--- Reading passage ---
--- Begin ---
Skip to main content

GraphRAG-driven AI Ontology Generation Tool

Project description

GraphragKM - AI Ontology Generation Tool Driven by GraphRAG

GraphragKM is an AI ontology generation tool based on GraphRAG that can automatically extract knowledge from PDF documents and generate OWL ontologies and UML models. It integrates text extraction, OCR recognition, graph construction, inference, and other technologies to provide users with a one-stop knowledge graph and ontology generation solution.

Features

  • PDF Document Processing and Text Extraction: Supports extracting text from PDF documents to obtain key information.
  • Image OCR Recognition: Supports text extraction from images, helping recognize content from scanned documents or pictures.
  • GraphRAG-Based Knowledge Graph Construction: Automatically constructs knowledge graphs and visualizes knowledge in graph form.
--- End ---
--- Set exercise A ---
Report how many lines of the records contain the word "green", and give only the number. Case counts.

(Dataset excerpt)
--- Begin ---
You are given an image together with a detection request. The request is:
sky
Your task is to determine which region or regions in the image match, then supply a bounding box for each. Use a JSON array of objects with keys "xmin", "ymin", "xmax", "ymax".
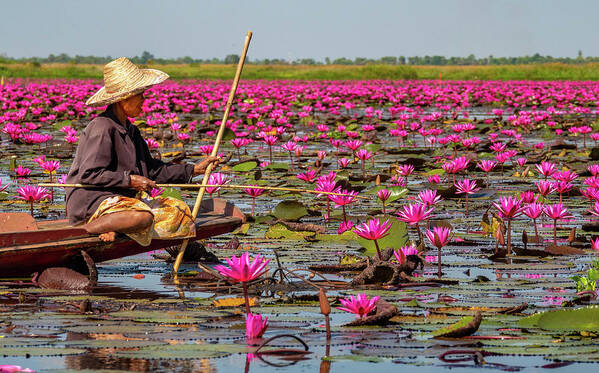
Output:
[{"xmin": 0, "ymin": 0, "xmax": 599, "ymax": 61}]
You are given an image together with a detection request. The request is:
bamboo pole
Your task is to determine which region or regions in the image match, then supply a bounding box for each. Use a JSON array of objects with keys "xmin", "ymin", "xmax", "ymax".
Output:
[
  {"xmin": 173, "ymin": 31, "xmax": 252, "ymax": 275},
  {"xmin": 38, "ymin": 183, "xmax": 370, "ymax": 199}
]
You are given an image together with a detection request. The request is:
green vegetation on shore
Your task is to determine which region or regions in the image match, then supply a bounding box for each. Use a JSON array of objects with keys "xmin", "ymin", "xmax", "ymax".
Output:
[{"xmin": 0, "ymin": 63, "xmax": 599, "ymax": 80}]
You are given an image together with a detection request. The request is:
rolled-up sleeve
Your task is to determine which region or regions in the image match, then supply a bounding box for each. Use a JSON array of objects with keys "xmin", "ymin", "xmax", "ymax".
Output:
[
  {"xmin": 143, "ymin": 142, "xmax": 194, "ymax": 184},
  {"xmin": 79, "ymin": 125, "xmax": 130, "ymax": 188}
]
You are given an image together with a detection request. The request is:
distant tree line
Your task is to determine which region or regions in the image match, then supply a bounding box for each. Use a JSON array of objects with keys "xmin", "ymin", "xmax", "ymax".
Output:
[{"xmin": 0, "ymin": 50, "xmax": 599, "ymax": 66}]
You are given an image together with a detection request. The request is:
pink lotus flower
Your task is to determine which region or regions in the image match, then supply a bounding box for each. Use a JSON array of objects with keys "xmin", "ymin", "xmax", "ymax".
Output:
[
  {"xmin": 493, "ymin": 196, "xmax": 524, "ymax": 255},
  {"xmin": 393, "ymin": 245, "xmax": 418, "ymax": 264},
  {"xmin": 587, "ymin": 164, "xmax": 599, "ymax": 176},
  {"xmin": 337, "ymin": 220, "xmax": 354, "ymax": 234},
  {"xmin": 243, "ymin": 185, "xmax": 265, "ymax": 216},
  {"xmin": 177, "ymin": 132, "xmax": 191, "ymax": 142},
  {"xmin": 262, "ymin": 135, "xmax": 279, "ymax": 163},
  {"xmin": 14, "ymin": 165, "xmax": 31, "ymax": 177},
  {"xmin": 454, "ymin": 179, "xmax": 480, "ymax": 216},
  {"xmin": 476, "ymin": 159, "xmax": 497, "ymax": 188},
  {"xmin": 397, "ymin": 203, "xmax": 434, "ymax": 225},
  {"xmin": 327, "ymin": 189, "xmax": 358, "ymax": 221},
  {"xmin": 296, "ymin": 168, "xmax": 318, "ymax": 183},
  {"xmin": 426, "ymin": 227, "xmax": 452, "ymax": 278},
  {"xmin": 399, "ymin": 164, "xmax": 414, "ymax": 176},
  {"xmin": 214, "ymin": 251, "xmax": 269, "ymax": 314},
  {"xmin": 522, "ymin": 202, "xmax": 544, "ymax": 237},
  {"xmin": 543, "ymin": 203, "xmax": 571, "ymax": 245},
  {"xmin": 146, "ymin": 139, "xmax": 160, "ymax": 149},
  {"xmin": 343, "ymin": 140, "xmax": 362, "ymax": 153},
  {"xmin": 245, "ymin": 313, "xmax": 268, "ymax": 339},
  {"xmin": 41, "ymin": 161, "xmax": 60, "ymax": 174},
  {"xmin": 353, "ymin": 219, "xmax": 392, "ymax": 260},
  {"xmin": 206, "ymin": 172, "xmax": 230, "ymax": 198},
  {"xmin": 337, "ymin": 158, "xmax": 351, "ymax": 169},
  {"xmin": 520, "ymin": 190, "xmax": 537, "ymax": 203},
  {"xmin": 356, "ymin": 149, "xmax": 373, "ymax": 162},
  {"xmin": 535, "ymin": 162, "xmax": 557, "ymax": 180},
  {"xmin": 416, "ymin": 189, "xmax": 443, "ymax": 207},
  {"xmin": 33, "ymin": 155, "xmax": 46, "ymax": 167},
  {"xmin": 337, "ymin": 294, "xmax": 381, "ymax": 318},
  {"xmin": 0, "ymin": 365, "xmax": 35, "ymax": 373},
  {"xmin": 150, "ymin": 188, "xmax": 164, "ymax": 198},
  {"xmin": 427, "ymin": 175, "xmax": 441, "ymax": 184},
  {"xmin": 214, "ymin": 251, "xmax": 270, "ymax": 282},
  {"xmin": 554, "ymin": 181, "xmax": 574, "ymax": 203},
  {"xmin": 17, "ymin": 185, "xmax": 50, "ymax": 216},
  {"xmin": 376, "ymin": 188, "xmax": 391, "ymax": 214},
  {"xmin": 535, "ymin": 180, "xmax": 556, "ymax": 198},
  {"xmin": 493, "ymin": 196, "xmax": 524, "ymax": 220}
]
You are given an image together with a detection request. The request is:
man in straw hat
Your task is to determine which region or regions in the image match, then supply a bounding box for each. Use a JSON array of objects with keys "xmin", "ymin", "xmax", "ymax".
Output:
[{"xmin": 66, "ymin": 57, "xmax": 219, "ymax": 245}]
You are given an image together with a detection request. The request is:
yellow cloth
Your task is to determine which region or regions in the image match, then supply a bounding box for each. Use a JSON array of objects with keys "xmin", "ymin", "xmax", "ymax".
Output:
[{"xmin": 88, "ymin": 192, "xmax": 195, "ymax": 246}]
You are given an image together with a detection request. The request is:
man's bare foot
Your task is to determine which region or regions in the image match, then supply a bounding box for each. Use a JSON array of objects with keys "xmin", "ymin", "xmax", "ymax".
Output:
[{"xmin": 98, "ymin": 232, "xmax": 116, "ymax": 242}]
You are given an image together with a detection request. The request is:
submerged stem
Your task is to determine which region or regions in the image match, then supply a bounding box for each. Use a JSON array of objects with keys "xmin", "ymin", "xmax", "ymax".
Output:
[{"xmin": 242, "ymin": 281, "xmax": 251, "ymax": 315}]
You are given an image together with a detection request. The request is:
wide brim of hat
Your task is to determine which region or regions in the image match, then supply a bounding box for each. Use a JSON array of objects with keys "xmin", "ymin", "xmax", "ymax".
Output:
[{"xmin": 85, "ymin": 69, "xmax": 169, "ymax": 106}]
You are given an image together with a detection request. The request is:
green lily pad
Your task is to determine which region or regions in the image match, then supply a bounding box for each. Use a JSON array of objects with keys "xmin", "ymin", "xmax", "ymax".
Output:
--- End ---
--- Set exercise B ---
Using the GraphragKM project description, explain in one to three sentences why the tool supports text extraction from images.

--- Complete output A ---
2

--- Complete output B ---
The tool extracts text from images through OCR recognition. This helps it recognize content from scanned documents or pictures.